YOUR INSTRUCTIONS
Put each line of the records below into a numbered list, omitting any blank lines.

·····

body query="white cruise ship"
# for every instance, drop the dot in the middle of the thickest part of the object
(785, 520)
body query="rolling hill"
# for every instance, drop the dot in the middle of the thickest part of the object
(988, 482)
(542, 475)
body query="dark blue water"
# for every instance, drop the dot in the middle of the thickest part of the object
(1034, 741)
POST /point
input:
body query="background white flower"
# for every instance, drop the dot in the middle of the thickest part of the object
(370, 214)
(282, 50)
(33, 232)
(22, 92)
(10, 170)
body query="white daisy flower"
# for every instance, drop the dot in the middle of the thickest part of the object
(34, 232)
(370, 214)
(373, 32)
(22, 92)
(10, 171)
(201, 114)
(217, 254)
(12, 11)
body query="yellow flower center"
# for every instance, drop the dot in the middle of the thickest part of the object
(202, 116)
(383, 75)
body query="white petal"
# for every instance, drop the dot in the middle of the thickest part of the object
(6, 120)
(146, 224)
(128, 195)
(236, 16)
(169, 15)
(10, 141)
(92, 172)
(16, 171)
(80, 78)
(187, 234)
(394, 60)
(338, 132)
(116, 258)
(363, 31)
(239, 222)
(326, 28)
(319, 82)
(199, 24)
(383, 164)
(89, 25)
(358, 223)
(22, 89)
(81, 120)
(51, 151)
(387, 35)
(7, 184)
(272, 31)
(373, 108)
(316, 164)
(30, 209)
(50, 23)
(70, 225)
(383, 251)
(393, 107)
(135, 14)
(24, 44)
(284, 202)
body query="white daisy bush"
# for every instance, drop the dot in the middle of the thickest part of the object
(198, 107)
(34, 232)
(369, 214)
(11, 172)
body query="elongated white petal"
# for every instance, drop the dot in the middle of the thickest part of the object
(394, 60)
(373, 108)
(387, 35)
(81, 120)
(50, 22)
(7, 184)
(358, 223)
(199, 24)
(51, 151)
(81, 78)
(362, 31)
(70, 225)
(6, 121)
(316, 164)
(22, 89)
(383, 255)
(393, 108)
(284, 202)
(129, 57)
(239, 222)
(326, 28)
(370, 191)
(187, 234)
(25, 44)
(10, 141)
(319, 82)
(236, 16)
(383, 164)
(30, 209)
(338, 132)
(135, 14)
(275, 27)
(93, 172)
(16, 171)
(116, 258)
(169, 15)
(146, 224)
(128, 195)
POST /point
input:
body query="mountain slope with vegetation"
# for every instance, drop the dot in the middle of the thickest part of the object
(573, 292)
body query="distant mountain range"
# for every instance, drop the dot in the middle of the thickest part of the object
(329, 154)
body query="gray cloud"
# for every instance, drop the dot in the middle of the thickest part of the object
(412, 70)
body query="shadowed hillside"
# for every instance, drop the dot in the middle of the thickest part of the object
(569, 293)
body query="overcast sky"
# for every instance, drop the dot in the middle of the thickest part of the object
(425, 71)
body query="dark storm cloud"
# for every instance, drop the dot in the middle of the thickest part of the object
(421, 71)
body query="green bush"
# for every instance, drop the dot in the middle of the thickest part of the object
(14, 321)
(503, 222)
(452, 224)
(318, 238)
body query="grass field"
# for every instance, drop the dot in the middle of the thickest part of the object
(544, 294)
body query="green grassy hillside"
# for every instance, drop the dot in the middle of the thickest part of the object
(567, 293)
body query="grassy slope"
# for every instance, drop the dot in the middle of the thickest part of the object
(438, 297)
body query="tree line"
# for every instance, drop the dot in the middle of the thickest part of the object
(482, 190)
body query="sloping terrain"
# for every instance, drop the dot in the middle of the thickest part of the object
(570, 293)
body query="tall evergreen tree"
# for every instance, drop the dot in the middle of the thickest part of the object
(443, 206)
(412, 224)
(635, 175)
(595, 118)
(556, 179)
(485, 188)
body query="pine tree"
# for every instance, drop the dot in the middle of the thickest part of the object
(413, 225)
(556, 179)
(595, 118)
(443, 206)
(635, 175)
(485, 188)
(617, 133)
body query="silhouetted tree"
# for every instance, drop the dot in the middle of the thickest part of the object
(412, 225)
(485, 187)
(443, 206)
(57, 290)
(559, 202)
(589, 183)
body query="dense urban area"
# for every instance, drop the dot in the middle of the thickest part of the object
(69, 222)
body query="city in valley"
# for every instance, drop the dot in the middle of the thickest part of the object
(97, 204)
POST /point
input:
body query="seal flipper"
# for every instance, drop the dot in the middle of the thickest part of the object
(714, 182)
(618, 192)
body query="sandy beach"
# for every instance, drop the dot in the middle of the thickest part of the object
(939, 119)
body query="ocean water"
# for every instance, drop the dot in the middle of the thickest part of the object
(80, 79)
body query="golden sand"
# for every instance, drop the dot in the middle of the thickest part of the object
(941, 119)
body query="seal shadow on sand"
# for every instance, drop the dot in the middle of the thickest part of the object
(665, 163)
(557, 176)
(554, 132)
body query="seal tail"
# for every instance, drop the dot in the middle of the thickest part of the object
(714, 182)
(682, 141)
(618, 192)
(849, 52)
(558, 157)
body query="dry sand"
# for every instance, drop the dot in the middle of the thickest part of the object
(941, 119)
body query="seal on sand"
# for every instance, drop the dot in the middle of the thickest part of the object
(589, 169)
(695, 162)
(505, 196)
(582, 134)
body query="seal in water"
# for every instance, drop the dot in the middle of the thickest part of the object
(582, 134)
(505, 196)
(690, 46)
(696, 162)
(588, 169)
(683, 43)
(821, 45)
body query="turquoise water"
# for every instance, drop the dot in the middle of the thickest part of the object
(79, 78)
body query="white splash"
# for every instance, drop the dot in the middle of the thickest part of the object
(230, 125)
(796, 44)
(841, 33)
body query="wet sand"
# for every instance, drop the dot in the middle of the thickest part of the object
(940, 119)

·····

REPLY TO THE TASK
1. body query="white cruise ship"
2. # for every instance, drop the dot in the middle of the thickest part of the object
3. (785, 520)
4. body query="rolling hill"
5. # for every instance, drop the dot in the middle of the thickest part of the object
6. (988, 482)
7. (542, 475)
8. body query="dark blue water"
9. # for every instance, drop the dot in the middle of the thickest part of the object
10. (1034, 741)
11. POST /point
12. input:
13. body query="background white flower"
14. # for every instance, drop the dot in the middle of the thickest part of the object
15. (370, 214)
16. (282, 50)
17. (33, 232)
18. (22, 92)
19. (10, 170)
20. body query="white daisy flower"
21. # for every instance, drop the dot in the middle of the thickest part of the object
22. (34, 232)
23. (370, 214)
24. (373, 32)
25. (22, 92)
26. (10, 171)
27. (201, 114)
28. (217, 254)
29. (12, 11)
30. body query="yellow flower center"
31. # for every instance, drop the dot in the middle of the thickest part of the object
32. (202, 116)
33. (383, 75)
34. body query="white petal"
35. # for every instance, drop the dot in the middle of the thickest part of the object
36. (6, 120)
37. (146, 224)
38. (128, 195)
39. (236, 16)
40. (169, 15)
41. (10, 141)
42. (92, 172)
43. (16, 171)
44. (80, 78)
45. (187, 234)
46. (394, 60)
47. (338, 132)
48. (116, 258)
49. (363, 31)
50. (239, 222)
51. (326, 28)
52. (319, 82)
53. (199, 24)
54. (383, 164)
55. (89, 25)
56. (358, 223)
57. (22, 89)
58. (81, 120)
59. (51, 151)
60. (387, 35)
61. (7, 184)
62. (272, 31)
63. (373, 108)
64. (316, 164)
65. (30, 209)
66. (50, 23)
67. (70, 225)
68. (383, 251)
69. (393, 107)
70. (135, 14)
71. (24, 44)
72. (284, 202)
73. body query="white daisy bush"
74. # for every instance, drop the dot in the middle of the thickest part of the object
75. (198, 107)
76. (34, 232)
77. (369, 214)
78. (11, 172)
79. body query="elongated white petal"
80. # for every instance, drop the dot in the middle of the thickest part of the object
81. (394, 60)
82. (373, 108)
83. (387, 35)
84. (81, 120)
85. (50, 22)
86. (7, 184)
87. (358, 223)
88. (199, 24)
89. (51, 151)
90. (81, 78)
91. (362, 31)
92. (70, 225)
93. (6, 121)
94. (316, 164)
95. (22, 89)
96. (383, 255)
97. (393, 108)
98. (284, 202)
99. (129, 57)
100. (239, 222)
101. (326, 28)
102. (370, 191)
103. (187, 234)
104. (25, 44)
105. (10, 141)
106. (319, 82)
107. (236, 16)
108. (383, 164)
109. (30, 209)
110. (338, 132)
111. (135, 14)
112. (275, 27)
113. (93, 172)
114. (16, 171)
115. (116, 258)
116. (169, 15)
117. (146, 224)
118. (128, 195)
119. POST /point
120. input:
121. body query="mountain slope with vegetation"
122. # for every instance, drop the dot in the middle of the thickest part of the object
123. (573, 292)
124. body query="distant mountain range"
125. # for every instance, drop the dot in the middle of the thickest part of the object
126. (329, 154)
127. body query="gray cloud"
128. # for every instance, drop the dot in the middle of the thickest part of the object
129. (412, 70)
130. body query="shadowed hillside"
131. # for every instance, drop the dot in the middle of the thickest part of the object
132. (569, 293)
133. body query="overcast sky"
134. # for every instance, drop the dot in the middle of the thickest part of the object
135. (425, 71)
136. body query="dark storm cloud"
137. # for every instance, drop the dot in the middle of the thickest part of the object
138. (421, 71)
139. body query="green bush"
140. # for every instance, drop the dot in the middle of the thickest part of the object
141. (14, 321)
142. (503, 222)
143. (452, 224)
144. (318, 238)
145. body query="grass field"
146. # for every instance, drop the dot in the middle of the thickest part of the object
147. (544, 294)
148. body query="green grassy hillside"
149. # for every instance, drop the dot in the middle of the thickest part of the object
150. (567, 293)
151. body query="grassy slope"
152. # for every instance, drop the dot in the middle of the thickest part of the object
153. (438, 297)
154. body query="tree line"
155. # for every instance, drop the dot in the middle of the thickest part of the object
156. (482, 190)
157. body query="sloping terrain"
158. # for every instance, drop the dot in the middle of the thickest part of the object
159. (570, 293)
160. body query="tall evergreen tree"
161. # for every instance, drop the dot in the middle of the thickest part of the object
162. (443, 206)
163. (412, 224)
164. (635, 175)
165. (595, 118)
166. (556, 179)
167. (485, 188)
168. body query="pine tree"
169. # for every instance, drop the dot in the middle of the thickest part of the object
170. (413, 225)
171. (556, 179)
172. (595, 118)
173. (443, 206)
174. (635, 175)
175. (485, 188)
176. (617, 133)
177. body query="silhouetted tree"
178. # for every instance, drop the dot in the middle of the thickest part of the object
179. (412, 225)
180. (485, 187)
181. (443, 206)
182. (57, 290)
183. (559, 202)
184. (589, 183)
185. body query="dense urban area"
186. # for every instance, drop the dot in the middle of the thickest part of the object
187. (69, 222)
188. body query="city in valley"
189. # for every instance, drop the dot in the middle of the thickest part of the object
190. (97, 204)
191. POST /point
192. input:
193. body query="seal flipper"
194. # for every instance, drop the dot in the middle of the thickest part of the object
195. (714, 182)
196. (618, 192)
197. body query="sandy beach"
198. # for every instance, drop the dot in the middle of the thickest part of the object
199. (939, 119)
200. body query="ocean water"
201. # for every instance, drop the dot in the middle of the thickest part of the object
202. (80, 79)
203. body query="golden sand"
204. # for every instance, drop the dot in the middle of the thickest part of the object
205. (941, 119)
206. body query="seal shadow on sand"
207. # for every instance, drop the dot in the middle of the thickest part of the object
208. (665, 163)
209. (557, 176)
210. (554, 132)
211. body query="seal tail"
212. # for every instance, drop the dot in the middle of the thickest part of the object
213. (714, 182)
214. (682, 141)
215. (618, 192)
216. (849, 52)
217. (558, 157)
218. body query="dry sand"
219. # for every instance, drop the dot in the middle of the thickest part of the object
220. (941, 119)
221. body query="seal on sand"
222. # for every instance, drop the dot in the middle of the thickest part of the object
223. (589, 169)
224. (695, 162)
225. (505, 196)
226. (582, 134)
227. body query="seal in water"
228. # for every instance, drop the dot in the middle of the thickest part of the object
229. (582, 134)
230. (505, 196)
231. (690, 46)
232. (696, 162)
233. (588, 169)
234. (683, 43)
235. (821, 45)
236. body query="turquoise water"
237. # for every instance, drop the dot in the middle of the thickest part of the object
238. (79, 78)
239. body query="white splash"
240. # for every instance, drop the dot in the middle of the thickest part of the object
241. (230, 125)
242. (796, 44)
243. (841, 33)
244. body query="wet sand"
245. # for every instance, drop the dot in the middle of the thickest part of the object
246. (940, 119)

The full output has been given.